YOUR ASSIGNMENT:
Would you transcribe the data word for word?
MATERIAL PROVIDED Start Marker
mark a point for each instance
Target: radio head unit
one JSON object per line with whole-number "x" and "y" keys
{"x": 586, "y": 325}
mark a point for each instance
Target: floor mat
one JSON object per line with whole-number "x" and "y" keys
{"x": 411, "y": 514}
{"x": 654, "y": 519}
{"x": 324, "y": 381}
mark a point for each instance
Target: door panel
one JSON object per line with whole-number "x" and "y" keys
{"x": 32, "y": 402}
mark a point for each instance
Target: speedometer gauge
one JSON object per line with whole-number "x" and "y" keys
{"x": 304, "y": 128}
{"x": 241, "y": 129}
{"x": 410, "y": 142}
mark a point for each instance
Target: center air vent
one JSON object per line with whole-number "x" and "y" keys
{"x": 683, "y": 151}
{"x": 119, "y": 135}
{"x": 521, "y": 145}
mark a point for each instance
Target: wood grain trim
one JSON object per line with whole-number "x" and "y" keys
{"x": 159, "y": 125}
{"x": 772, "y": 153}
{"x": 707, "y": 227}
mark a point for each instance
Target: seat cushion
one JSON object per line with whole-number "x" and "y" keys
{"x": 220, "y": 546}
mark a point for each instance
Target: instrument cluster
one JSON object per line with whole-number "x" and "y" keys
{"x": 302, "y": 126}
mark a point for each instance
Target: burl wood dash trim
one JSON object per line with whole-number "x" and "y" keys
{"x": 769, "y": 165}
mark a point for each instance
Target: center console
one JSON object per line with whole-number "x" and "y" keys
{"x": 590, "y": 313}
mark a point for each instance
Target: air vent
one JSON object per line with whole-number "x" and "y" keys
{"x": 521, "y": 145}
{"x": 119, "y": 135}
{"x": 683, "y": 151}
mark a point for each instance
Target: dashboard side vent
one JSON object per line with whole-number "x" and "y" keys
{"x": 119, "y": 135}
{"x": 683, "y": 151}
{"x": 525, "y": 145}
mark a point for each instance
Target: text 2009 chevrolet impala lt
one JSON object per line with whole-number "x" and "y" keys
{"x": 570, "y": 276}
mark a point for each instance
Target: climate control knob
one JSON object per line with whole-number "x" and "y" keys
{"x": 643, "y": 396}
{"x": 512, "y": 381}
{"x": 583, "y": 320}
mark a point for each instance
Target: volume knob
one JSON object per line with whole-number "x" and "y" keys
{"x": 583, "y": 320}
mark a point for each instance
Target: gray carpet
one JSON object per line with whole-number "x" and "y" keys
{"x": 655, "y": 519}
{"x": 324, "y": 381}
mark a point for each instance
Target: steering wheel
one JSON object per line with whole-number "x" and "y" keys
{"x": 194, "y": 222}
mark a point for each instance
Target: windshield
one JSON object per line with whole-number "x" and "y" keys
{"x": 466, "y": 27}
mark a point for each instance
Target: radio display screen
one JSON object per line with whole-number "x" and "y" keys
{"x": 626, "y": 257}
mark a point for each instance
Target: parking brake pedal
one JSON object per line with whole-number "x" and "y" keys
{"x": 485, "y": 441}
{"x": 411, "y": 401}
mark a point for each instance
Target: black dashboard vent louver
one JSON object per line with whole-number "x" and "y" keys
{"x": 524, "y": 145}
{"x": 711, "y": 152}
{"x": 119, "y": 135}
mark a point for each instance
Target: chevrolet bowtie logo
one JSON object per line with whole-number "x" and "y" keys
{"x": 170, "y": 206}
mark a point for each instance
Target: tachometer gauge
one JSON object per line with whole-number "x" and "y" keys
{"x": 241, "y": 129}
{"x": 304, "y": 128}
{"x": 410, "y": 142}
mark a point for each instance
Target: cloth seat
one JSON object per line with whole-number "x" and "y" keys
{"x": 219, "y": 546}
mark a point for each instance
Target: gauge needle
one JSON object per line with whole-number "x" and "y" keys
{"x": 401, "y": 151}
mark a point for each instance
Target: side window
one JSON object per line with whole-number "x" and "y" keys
MATERIAL PROVIDED End Marker
RESPONSE AREA:
mark a point for each instance
Target: radio head unit
one JSON object per line with whole-number "x" and "y" keys
{"x": 586, "y": 325}
mark a point for each instance
Target: floor mat
one JSON object per line with whole-number "x" and "y" keys
{"x": 411, "y": 514}
{"x": 654, "y": 519}
{"x": 324, "y": 381}
mark a point for each instance
Target: door panel
one JSON object per line with whole-number "x" and "y" keys
{"x": 32, "y": 402}
mark a point for each instance
Target: speedometer gauge
one JSON object per line with whole-number "x" and "y" keys
{"x": 304, "y": 128}
{"x": 241, "y": 129}
{"x": 410, "y": 142}
mark a point for each instance
Target: center air vent
one JSON object per line with whole-number "x" and "y" keys
{"x": 683, "y": 151}
{"x": 119, "y": 135}
{"x": 521, "y": 145}
mark a point for each instance
Target: wood grain trim
one JSON object per line with whole-number "x" and "y" keys
{"x": 159, "y": 125}
{"x": 772, "y": 153}
{"x": 707, "y": 227}
mark a point for each instance
Target: seat cushion
one JSON object per line with whole-number "x" and "y" keys
{"x": 220, "y": 546}
mark a point for each instance
Target: instrument cluster
one JSON object per line with whole-number "x" and "y" keys
{"x": 302, "y": 126}
mark a point for each instance
Target: burl wood dash trim
one JSON object per line with whole-number "x" and "y" keys
{"x": 769, "y": 165}
mark a point for each instance
Target: center console
one JSON object per line with whole-number "x" and "y" keys
{"x": 590, "y": 313}
mark a point for each instance
Target: air vent
one JSON object per line with whole-number "x" and "y" keys
{"x": 521, "y": 145}
{"x": 119, "y": 135}
{"x": 683, "y": 151}
mark a point for each instance
Target: dashboard side vent
one JSON object per line with whole-number "x" and "y" keys
{"x": 119, "y": 135}
{"x": 683, "y": 151}
{"x": 525, "y": 145}
mark a point for each instance
Target: text 2009 chevrolet impala lt
one JSON object per line with whole-number "x" and "y" keys
{"x": 570, "y": 276}
mark a point for each instance
Target: climate control knob
one JSON object per line with whole-number "x" and "y" keys
{"x": 643, "y": 396}
{"x": 512, "y": 381}
{"x": 583, "y": 320}
mark a point for each instance
Target: volume knob
one JSON object per line with whole-number "x" and "y" keys
{"x": 583, "y": 320}
mark a point for each instance
Target: gray carpet
one JSON object per line with whole-number "x" and "y" keys
{"x": 655, "y": 519}
{"x": 324, "y": 381}
mark a point for each instance
Target: steering wheel
one JSON object per line with whole-number "x" and "y" keys
{"x": 194, "y": 222}
mark a point for each instance
Target: windshield
one JSON object per line with whole-number "x" and "y" keys
{"x": 466, "y": 27}
mark a point for each instance
Target: radio display screen
one JSON object per line with whole-number "x" and "y" keys
{"x": 626, "y": 257}
mark a point for each instance
Target: parking brake pedal
one JSON object per line with whole-number "x" and "y" keys
{"x": 485, "y": 441}
{"x": 411, "y": 401}
mark a point for each instance
Target: black dashboard vent louver
one JSON object per line with whole-number "x" and "y" keys
{"x": 524, "y": 145}
{"x": 711, "y": 152}
{"x": 119, "y": 135}
mark a point for each instance
Target: chevrolet bowtie logo
one JSON object per line with whole-number "x" and "y" keys
{"x": 170, "y": 206}
mark a point for each instance
Target: tachometer gauge
one JSON object per line with whole-number "x" and "y" keys
{"x": 241, "y": 129}
{"x": 304, "y": 128}
{"x": 410, "y": 142}
mark a point for each instance
Target: cloth seat
one JSON object per line with whole-number "x" and "y" keys
{"x": 219, "y": 546}
mark a point for each instance
Target: gauge needle
one JSON object per line with whole-number "x" and "y" keys
{"x": 401, "y": 151}
mark a point for each instance
Target: side window
one JSON object per line with whole-number "x" and "y" keys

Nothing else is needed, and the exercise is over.